--- start Supplied records ---

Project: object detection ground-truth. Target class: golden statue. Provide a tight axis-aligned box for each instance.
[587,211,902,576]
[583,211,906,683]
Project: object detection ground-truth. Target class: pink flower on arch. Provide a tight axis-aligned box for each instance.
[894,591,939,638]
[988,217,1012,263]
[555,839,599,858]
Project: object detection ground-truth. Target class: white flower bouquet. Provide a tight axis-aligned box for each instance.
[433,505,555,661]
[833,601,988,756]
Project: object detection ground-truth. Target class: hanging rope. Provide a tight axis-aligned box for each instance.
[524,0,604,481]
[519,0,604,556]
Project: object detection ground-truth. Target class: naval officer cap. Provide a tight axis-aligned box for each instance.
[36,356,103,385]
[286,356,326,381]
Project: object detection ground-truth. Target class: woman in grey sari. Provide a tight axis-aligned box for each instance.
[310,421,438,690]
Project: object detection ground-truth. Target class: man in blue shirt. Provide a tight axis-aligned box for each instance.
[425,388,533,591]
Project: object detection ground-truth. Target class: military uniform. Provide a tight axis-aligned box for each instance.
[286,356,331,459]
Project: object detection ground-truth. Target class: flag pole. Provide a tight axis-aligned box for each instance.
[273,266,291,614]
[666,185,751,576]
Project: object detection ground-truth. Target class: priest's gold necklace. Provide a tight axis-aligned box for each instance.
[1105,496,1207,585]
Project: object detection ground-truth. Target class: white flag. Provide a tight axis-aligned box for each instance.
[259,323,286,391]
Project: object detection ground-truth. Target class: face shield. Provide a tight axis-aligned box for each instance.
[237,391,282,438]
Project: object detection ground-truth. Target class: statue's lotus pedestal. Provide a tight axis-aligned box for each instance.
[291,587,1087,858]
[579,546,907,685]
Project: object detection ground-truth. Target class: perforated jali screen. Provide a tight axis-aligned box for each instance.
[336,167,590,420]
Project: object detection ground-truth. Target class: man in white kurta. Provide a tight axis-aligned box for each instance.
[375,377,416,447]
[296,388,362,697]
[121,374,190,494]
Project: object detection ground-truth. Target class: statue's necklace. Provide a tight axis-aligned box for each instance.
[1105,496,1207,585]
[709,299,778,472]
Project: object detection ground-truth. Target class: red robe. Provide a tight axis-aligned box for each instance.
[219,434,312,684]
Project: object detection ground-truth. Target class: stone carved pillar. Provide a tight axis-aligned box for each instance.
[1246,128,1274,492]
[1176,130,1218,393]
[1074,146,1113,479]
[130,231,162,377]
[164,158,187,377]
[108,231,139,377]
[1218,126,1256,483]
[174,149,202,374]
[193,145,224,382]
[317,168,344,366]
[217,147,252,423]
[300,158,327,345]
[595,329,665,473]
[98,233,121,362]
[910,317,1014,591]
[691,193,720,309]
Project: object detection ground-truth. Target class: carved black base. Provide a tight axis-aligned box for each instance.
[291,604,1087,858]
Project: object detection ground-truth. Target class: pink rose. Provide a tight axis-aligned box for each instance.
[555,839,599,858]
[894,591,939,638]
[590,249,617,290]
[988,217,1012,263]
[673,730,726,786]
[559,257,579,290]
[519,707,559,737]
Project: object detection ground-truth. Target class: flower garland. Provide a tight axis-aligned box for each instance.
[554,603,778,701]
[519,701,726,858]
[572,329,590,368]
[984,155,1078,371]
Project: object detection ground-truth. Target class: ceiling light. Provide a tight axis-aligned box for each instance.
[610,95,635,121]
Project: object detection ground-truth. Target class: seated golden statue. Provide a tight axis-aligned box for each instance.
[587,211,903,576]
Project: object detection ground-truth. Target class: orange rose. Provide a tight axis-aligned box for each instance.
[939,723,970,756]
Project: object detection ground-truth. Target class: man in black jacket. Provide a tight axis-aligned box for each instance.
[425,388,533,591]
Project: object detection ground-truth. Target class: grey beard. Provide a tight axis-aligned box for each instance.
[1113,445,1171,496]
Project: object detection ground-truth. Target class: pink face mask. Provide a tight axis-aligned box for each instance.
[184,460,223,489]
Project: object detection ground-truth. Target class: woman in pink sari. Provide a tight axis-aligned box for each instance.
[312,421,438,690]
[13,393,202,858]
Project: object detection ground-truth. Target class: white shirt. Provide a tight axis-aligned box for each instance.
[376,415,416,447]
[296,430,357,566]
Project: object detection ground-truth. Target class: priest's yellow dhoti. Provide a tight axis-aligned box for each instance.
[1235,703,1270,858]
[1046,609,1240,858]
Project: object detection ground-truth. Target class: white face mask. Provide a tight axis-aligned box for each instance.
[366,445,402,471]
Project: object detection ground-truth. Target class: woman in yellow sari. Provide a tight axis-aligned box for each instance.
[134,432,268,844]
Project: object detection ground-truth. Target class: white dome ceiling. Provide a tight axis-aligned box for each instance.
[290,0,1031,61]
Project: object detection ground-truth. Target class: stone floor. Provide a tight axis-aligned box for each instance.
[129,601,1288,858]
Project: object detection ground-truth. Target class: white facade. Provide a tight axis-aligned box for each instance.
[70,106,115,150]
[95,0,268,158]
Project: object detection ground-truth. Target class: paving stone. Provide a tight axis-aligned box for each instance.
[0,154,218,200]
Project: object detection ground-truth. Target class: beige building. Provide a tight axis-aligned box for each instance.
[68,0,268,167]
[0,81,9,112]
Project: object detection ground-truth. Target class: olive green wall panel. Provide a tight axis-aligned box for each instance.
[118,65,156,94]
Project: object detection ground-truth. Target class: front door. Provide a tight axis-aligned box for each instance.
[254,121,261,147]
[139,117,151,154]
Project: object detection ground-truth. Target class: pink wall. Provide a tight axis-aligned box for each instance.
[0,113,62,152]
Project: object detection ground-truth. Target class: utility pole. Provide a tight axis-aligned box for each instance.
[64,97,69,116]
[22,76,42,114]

--- end Supplied records ---

_What to produce_
Copy out the lines starting at the one containing "class: priest's gold" and ending at the one containing "[579,546,907,685]", changing "face shield" to "face mask" and leaving everything else the same.

_Solution to this problem_
Project: object detection ground-truth. Target class: priest's gold necklace. Provide a tight axis-aligned box for each instance.
[1105,496,1207,585]
Project: object detection ground-truth. Target class: white flag. Provide a tight axis-aligned box for each instance.
[259,323,286,391]
Project: object detection ground-truth. Target class: face mask. Provide a tight axis-aligned box for each instance.
[237,391,282,438]
Project: object detection ground-truth. Target class: statue's lotus pedestal. Provide a tight axis-aligned box for each instance.
[291,587,1087,858]
[579,546,907,685]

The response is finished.